Passage ->
★ ★ ★ ★ ★ ★ ★
An Unforgettable Experience!

  • by Adreena Kurdziel and Juliana Botelho March 20, 2024
An Unforgettable Experience!

We are two early careers students about to graduate from the Environmental and Wildlife Management program at Vanier College in Québec, Canada. Our program requires us to complete an internship to help us integrate our skills by learning how to work in a professional setting as a field technician. We were inspired by our lovely program coordinator to spend our time at The Cheetah Conservation Fund in Otjiwarongo, Namibia.

Ecology Team

We got to put our developed field skills to use in this new environment. We battled through  vegetation that grips to you with large thorns and overcame seeing deadly snakes. All of these new experiences shaped us into being ready to face anything. Working with the ecology team, we took part in a five year collaborative project between CCF and Vanier College, gathering baseline data to analyze the biodiversity in response to bush encroachment. We surveyed six plots in the reserve observing the birds, mammals, reptiles, dragonflies and butterflies present. One plot was surveyed repeatedly for six days a week before continuing to the next plot. We used a stationary point count method to identify bird species, sex, and activity. Acoustic recordings were also collected to enhance the understanding of the birds occupying the area as some birds may not have been visible through the dense vegetation.
★ ★ ★ ★ ★ ★ ★
Listed records ->

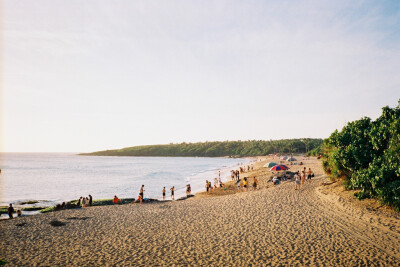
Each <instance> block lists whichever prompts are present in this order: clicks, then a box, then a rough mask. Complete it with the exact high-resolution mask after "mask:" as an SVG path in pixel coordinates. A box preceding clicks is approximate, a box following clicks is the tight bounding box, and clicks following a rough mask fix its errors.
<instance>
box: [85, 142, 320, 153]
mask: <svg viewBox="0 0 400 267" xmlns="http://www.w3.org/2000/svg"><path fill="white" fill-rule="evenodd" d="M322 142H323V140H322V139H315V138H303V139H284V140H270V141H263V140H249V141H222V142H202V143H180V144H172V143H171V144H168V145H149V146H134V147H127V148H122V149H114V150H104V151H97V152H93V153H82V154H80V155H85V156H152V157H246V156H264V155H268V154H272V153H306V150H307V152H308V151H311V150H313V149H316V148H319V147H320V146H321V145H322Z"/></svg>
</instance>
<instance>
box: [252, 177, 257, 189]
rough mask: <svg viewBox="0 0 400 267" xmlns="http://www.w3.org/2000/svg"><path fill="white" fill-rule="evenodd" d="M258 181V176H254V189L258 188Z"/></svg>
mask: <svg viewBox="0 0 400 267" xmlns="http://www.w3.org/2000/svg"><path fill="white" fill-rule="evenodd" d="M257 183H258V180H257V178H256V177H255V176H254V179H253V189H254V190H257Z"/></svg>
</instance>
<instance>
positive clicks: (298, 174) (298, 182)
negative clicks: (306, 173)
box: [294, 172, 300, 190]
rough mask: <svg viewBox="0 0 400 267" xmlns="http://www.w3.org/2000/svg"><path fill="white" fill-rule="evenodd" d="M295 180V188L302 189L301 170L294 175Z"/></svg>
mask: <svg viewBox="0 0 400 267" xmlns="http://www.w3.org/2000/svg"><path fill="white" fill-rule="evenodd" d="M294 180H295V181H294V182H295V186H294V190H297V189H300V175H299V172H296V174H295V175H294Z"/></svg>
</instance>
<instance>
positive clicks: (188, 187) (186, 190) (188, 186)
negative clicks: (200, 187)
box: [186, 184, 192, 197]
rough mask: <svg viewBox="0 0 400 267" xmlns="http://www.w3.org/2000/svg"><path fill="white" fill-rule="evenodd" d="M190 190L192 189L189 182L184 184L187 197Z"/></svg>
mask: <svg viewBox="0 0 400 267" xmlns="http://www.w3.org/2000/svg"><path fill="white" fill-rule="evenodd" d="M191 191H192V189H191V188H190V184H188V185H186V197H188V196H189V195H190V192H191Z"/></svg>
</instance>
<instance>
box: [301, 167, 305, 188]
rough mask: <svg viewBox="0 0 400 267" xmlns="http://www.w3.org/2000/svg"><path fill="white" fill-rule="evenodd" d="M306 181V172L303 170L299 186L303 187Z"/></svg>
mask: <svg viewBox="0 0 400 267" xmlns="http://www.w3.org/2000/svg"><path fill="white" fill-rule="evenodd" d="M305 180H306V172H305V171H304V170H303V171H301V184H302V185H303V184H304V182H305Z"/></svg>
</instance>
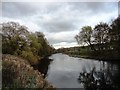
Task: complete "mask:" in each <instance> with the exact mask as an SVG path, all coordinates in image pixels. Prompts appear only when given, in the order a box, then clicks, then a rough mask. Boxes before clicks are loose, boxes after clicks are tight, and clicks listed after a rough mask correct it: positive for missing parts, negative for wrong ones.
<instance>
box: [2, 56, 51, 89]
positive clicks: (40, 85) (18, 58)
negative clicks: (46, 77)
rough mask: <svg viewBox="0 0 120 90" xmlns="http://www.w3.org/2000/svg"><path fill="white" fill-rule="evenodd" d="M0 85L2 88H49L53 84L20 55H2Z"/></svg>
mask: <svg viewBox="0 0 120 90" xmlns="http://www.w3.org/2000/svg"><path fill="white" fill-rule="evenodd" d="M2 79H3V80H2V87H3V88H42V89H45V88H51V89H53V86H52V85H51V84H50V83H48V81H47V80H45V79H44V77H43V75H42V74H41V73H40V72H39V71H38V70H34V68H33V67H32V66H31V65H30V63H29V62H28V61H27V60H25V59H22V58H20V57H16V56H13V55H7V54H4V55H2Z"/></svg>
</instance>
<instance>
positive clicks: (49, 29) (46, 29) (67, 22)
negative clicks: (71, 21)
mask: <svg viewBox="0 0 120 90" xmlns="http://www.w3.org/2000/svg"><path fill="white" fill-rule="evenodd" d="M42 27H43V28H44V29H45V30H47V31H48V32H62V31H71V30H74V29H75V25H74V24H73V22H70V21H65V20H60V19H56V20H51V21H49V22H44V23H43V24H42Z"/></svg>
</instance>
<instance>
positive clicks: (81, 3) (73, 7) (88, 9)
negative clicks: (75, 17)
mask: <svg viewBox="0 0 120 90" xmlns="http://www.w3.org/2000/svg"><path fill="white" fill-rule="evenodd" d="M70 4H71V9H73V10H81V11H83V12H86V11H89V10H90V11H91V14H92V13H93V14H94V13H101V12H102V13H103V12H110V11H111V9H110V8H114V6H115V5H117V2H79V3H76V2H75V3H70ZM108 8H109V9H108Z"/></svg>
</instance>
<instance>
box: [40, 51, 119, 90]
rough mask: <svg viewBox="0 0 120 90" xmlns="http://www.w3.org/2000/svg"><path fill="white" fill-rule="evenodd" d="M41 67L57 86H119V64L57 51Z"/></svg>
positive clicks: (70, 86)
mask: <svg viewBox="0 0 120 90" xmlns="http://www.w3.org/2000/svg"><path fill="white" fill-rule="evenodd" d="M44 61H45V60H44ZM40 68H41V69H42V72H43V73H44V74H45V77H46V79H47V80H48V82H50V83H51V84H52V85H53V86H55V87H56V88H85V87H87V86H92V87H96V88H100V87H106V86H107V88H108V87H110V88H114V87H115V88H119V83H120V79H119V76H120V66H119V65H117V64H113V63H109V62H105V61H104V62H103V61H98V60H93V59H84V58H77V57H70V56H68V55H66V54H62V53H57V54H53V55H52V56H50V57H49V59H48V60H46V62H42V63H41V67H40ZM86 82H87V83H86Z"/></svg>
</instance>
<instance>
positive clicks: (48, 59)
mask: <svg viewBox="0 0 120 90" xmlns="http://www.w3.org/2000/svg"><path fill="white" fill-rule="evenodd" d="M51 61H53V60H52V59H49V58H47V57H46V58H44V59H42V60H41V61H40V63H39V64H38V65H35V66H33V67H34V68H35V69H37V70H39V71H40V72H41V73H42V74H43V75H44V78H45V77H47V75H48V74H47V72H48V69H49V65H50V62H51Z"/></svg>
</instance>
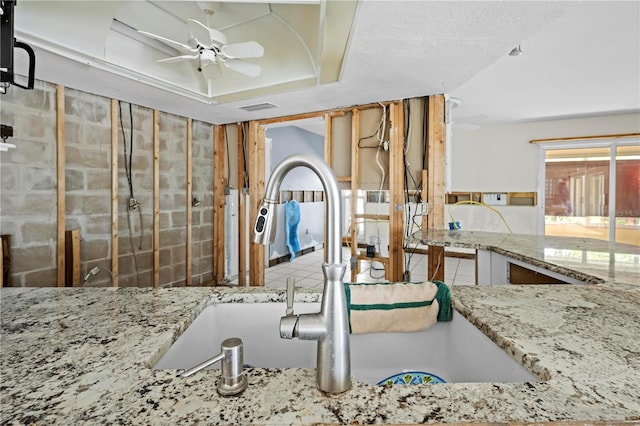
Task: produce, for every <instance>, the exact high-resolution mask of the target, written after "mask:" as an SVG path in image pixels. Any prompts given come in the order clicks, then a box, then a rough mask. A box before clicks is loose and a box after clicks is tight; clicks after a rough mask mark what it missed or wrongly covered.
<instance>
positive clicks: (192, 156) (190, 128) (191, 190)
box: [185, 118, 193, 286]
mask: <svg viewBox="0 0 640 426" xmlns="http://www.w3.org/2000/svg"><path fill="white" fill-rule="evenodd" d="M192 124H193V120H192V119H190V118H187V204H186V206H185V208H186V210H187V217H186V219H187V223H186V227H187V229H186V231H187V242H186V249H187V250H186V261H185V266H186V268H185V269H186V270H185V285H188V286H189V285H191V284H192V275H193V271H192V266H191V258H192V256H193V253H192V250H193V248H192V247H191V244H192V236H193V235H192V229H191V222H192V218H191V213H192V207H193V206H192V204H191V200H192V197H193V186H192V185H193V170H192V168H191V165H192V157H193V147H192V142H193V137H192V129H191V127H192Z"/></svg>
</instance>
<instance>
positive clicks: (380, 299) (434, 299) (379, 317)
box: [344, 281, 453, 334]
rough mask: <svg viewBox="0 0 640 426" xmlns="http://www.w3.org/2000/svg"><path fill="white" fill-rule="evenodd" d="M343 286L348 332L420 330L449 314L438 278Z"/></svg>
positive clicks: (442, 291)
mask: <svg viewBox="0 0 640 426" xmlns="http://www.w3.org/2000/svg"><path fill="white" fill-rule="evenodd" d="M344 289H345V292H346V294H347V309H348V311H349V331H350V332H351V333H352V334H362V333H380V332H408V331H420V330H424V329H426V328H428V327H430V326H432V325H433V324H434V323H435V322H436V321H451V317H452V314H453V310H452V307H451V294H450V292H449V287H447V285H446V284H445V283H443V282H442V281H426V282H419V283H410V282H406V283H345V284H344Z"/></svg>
★ ★ ★ ★ ★ ★ ★
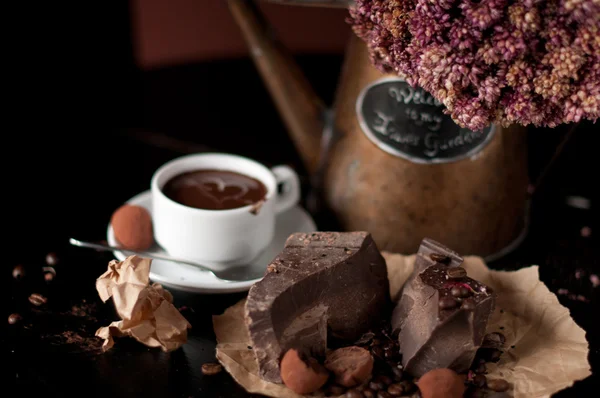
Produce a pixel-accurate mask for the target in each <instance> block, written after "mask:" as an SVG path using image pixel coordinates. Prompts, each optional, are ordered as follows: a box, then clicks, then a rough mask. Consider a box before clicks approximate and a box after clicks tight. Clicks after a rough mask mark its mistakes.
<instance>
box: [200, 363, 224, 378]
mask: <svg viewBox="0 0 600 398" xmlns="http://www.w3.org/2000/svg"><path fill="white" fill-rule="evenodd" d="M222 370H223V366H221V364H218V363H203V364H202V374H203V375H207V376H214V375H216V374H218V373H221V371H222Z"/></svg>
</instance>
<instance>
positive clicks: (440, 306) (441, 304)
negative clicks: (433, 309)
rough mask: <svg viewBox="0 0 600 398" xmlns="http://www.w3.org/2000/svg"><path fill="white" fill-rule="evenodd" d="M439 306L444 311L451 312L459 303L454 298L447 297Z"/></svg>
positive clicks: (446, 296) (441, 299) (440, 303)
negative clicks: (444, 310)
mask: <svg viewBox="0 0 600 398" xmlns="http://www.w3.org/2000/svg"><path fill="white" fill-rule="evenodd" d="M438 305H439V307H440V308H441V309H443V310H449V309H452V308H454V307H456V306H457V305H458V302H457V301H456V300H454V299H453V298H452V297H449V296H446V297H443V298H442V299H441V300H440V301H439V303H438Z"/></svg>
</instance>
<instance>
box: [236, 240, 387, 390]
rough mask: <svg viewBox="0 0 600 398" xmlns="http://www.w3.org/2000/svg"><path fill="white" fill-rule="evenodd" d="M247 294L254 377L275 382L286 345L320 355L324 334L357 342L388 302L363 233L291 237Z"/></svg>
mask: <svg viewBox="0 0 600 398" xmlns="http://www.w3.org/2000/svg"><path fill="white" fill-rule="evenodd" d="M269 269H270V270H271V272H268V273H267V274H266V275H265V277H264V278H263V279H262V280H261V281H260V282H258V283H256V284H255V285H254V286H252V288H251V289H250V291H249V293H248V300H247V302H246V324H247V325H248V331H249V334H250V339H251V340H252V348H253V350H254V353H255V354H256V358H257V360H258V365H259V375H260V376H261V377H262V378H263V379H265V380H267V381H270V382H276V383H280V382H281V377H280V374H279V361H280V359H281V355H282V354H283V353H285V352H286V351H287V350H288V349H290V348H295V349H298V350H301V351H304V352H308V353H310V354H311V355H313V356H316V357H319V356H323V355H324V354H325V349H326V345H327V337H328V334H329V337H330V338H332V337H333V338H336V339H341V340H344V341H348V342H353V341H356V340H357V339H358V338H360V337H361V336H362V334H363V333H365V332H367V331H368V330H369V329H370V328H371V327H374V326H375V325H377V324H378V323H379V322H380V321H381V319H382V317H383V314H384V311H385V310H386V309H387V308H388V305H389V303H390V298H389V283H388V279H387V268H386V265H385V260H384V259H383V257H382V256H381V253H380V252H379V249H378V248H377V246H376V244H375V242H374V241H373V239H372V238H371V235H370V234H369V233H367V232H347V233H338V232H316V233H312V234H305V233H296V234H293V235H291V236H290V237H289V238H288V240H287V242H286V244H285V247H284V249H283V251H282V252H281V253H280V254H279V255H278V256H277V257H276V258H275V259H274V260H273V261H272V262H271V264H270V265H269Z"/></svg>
★ ★ ★ ★ ★ ★ ★
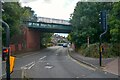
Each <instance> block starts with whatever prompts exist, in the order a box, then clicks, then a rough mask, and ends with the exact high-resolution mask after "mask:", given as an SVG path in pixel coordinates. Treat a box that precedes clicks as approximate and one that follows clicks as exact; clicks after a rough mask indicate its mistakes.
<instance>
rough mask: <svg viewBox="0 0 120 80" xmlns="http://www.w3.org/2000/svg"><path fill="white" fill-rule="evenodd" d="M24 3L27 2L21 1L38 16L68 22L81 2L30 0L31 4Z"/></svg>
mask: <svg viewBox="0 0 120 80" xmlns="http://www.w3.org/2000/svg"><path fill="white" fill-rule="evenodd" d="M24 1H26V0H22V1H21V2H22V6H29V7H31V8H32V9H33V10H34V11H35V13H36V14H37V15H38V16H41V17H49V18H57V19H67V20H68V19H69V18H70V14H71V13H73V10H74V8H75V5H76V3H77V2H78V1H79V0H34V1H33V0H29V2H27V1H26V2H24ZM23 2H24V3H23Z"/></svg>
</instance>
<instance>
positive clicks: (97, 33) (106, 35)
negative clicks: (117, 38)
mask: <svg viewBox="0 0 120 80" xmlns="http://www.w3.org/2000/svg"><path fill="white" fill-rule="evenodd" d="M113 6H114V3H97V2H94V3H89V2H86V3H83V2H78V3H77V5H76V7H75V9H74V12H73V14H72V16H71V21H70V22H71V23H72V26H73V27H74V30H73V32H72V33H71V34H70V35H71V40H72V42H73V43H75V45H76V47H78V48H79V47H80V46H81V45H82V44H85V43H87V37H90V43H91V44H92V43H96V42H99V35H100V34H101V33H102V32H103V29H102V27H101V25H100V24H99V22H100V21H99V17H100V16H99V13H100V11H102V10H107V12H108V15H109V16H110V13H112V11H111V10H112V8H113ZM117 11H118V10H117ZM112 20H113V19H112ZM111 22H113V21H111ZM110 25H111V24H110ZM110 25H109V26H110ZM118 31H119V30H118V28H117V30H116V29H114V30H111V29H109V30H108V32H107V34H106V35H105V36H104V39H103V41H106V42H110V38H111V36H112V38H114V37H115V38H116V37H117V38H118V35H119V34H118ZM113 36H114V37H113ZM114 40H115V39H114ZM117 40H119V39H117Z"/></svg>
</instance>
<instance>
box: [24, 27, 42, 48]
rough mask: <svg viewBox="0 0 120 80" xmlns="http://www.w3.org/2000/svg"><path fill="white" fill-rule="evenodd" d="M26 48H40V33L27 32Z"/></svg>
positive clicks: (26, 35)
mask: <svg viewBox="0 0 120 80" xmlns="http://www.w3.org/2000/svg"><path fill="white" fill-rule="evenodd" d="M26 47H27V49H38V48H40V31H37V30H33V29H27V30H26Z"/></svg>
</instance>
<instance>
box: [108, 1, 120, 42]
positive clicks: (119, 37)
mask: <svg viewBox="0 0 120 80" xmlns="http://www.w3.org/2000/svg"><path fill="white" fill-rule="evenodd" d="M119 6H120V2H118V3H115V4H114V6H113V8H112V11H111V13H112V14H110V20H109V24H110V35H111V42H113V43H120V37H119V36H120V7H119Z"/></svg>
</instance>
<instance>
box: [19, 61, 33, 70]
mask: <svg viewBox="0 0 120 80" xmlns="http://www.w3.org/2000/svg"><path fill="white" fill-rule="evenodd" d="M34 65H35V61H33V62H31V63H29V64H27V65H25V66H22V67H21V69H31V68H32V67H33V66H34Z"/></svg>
★ ★ ★ ★ ★ ★ ★
Required action -> According to the text about the internship at The Cheetah Conservation Fund, what method was used to identify bird species, sex, and activity?

Output -> A stationary point count method.